PAGE TEXT –

════════════════════

There Are Challenges When Your Tech Conference Gets Popular
The startup marketing playbook has been rewritten in recent years to include a new program at the core of the strategy -- industry conferences. Now, user and partner events have been driven by customer marketing or business development for quite some time. But for the first time, companies of all sizes are moving the strategy up-funnel as a means of establishing thought leadership in their respective markets and generating sales pipeline.
Want to inject humor into your content marketing? There’s a conference for that. Graph database enthusiast? Don’t worry, we’ve got you covered. Even interns are finding a community in the conference circuit to connect with each other and prospective hiring managers.
We’re no stranger to the strategy at Gainsight. Our Pulse conference for the growing "customer success'' community in its third year. But planning and executing a conference in the early days is radically different than scaling it from 300 attendees to 3,000. Beyond getting people there, how marketers express their company’s culture and ultimately measure success radically differs at scale.

════════════════════

EXCERPTED DATA –
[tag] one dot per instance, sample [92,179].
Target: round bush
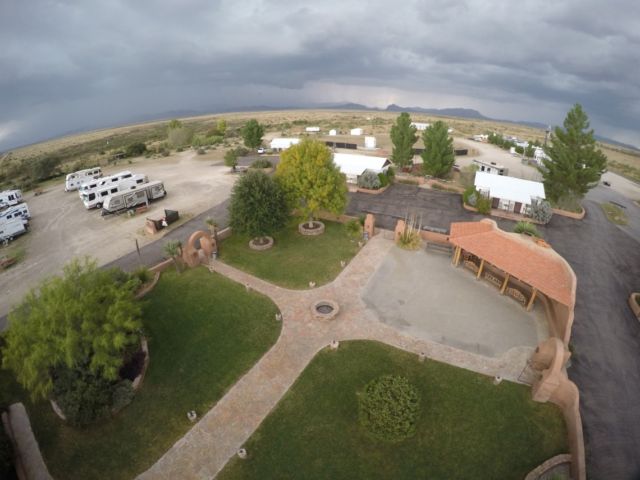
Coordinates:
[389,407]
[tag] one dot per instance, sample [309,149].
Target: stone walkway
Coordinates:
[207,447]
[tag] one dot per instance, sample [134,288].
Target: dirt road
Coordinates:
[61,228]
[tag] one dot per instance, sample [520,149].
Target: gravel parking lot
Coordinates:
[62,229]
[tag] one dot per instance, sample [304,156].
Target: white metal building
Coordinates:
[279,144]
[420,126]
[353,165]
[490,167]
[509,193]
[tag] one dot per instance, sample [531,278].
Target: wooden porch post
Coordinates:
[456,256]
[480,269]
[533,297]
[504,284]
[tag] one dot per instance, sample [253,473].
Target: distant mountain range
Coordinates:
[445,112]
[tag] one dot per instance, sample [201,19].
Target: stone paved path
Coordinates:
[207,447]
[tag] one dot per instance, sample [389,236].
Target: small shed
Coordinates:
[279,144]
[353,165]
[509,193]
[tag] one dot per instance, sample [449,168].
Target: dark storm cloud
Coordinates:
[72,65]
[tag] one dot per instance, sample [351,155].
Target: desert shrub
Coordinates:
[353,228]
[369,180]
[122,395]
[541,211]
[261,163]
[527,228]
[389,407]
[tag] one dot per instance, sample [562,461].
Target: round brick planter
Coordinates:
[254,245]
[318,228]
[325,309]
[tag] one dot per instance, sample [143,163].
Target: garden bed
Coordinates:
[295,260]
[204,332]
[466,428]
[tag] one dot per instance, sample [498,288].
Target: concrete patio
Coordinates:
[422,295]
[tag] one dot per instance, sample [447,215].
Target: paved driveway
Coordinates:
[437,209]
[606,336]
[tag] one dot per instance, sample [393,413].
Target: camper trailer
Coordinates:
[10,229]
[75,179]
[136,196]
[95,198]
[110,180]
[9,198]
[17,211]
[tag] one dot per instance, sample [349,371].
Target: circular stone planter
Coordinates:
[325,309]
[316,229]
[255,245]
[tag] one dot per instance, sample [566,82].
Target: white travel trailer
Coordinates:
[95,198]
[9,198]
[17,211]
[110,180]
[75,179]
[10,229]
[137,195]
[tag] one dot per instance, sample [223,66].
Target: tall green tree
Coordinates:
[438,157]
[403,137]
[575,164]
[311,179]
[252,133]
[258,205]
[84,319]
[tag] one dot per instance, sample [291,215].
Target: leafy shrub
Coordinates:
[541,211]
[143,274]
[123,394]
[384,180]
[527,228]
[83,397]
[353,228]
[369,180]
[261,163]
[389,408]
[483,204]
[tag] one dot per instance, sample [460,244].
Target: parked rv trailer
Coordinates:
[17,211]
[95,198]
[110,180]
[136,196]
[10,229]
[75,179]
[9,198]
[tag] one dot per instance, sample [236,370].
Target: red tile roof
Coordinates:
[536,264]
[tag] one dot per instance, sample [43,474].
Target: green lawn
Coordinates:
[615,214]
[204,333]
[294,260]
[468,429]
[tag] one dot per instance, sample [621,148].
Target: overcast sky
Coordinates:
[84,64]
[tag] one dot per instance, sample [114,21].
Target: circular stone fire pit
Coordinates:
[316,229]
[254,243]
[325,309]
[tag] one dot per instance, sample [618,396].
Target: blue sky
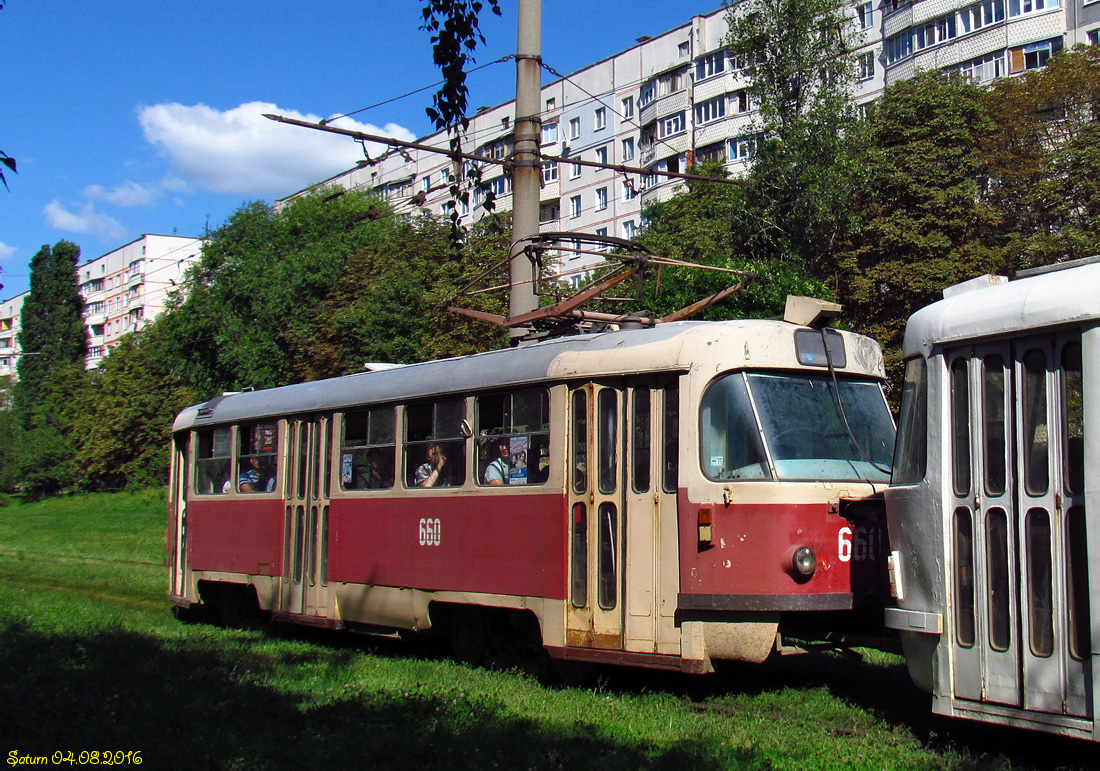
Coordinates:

════════════════════

EXERCISE AIM –
Quote the full article about tech conferences word for word. Rely only on the article about tech conferences for what comes next.

ANSWER TO THIS TASK –
There Are Challenges When Your Tech Conference Gets Popular
The startup marketing playbook has been rewritten in recent years to include a new program at the core of the strategy -- industry conferences. Now, user and partner events have been driven by customer marketing or business development for quite some time. But for the first time, companies of all sizes are moving the strategy up-funnel as a means of establishing thought leadership in their respective markets and generating sales pipeline.
Want to inject humor into your content marketing? There’s a conference for that. Graph database enthusiast? Don’t worry, we’ve got you covered. Even interns are finding a community in the conference circuit to connect with each other and prospective hiring managers.
We’re no stranger to the strategy at Gainsight. Our Pulse conference for the growing "customer success'' community in its third year. But planning and executing a conference in the early days is radically different than scaling it from 300 attendees to 3,000. Beyond getting people there, how marketers express their company’s culture and ultimately measure success radically differs at scale.